Stated task:
Render the lines of the listing between the line containing "lighthouse --coords pixels" and the line containing "[[[187,144],[182,137],[177,141],[175,175],[176,177],[187,177]]]", inclusive, as a Markdown table with the columns Row and Entry, numbering each row and omitting blank lines.

Listing:
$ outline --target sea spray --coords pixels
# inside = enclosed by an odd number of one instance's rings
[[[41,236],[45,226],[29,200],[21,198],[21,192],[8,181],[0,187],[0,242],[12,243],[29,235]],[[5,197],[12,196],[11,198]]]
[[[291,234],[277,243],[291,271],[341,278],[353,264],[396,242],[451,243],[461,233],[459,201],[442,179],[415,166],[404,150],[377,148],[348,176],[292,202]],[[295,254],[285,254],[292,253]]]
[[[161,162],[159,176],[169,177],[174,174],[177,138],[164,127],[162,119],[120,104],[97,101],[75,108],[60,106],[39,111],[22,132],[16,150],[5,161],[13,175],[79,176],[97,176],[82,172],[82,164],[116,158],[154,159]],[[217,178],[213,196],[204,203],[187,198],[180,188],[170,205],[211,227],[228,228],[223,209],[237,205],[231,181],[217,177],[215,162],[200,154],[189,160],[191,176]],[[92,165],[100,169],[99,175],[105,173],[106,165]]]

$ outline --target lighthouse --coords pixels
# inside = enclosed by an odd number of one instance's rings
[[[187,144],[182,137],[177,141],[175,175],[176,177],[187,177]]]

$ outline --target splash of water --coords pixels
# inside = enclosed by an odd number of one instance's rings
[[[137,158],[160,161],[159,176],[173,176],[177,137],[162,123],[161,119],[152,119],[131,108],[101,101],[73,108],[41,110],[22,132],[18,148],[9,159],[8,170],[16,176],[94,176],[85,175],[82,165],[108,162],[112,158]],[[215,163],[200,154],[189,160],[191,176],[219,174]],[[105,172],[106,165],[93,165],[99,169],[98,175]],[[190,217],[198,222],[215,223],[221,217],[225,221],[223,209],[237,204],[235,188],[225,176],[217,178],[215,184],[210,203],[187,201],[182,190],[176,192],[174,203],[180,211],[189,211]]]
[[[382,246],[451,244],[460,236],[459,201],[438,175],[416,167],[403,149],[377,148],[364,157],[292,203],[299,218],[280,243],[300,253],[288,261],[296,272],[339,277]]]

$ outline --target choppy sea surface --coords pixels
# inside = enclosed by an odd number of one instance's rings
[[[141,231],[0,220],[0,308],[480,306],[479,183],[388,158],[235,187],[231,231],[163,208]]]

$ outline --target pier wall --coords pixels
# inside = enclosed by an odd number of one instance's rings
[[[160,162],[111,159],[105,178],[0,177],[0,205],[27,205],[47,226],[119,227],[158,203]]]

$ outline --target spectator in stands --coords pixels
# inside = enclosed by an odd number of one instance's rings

---

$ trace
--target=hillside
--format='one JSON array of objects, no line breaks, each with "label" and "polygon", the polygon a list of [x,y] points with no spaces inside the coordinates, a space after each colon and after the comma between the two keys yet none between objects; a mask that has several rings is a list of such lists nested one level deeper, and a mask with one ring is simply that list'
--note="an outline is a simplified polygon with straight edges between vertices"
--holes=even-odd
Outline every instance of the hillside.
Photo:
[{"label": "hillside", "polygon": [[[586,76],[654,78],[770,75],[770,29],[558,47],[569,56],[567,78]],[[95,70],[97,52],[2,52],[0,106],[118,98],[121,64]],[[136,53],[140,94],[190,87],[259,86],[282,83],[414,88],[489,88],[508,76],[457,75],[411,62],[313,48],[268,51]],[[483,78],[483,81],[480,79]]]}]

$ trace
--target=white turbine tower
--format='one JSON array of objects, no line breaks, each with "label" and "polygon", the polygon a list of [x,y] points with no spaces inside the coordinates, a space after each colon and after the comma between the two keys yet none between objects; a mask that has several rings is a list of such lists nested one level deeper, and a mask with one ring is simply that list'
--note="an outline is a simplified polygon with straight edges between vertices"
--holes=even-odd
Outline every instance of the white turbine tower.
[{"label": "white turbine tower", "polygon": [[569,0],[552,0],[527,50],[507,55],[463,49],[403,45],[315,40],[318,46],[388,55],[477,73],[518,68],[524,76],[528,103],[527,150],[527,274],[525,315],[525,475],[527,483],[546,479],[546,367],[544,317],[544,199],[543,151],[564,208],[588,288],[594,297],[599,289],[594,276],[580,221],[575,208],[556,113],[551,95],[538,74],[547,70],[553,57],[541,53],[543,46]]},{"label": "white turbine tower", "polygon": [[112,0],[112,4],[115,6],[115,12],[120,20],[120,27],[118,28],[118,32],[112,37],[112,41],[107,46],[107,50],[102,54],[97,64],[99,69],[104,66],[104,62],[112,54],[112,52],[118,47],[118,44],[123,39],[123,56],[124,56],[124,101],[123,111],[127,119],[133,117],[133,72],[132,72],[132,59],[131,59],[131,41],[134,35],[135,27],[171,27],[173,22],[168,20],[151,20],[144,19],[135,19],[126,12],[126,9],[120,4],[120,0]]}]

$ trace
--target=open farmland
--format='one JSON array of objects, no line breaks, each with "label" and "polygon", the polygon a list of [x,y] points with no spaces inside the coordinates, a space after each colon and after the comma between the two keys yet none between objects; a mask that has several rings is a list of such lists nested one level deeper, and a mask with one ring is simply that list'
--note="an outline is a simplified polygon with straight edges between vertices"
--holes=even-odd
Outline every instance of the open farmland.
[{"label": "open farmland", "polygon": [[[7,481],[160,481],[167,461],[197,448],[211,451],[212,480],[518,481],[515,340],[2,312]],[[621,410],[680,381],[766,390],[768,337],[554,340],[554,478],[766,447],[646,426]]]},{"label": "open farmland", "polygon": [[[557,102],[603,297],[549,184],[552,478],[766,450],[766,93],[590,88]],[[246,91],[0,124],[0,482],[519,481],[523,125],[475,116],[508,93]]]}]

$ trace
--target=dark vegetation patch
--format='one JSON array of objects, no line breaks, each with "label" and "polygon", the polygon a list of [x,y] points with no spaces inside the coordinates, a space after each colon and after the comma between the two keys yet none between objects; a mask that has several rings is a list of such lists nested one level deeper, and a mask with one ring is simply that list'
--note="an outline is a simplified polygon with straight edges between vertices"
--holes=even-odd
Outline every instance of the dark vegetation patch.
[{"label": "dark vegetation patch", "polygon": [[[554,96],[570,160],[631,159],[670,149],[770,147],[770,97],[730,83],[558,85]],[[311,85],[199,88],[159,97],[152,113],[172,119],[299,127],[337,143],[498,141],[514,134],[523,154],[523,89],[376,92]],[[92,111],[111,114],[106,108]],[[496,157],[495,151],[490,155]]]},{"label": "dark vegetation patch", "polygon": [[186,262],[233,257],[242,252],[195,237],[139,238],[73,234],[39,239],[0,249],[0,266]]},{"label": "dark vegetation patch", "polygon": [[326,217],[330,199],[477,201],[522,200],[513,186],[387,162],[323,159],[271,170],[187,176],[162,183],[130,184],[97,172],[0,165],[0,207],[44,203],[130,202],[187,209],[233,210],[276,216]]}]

Expected answer:
| Row | Entry |
|---|---|
| 1 | $ outline --target lighthouse --coords pixels |
| 2 | # inside = enclosed by an odd number of one instance's rings |
| 3 | [[[187,144],[182,137],[177,141],[175,175],[176,177],[187,177]]] |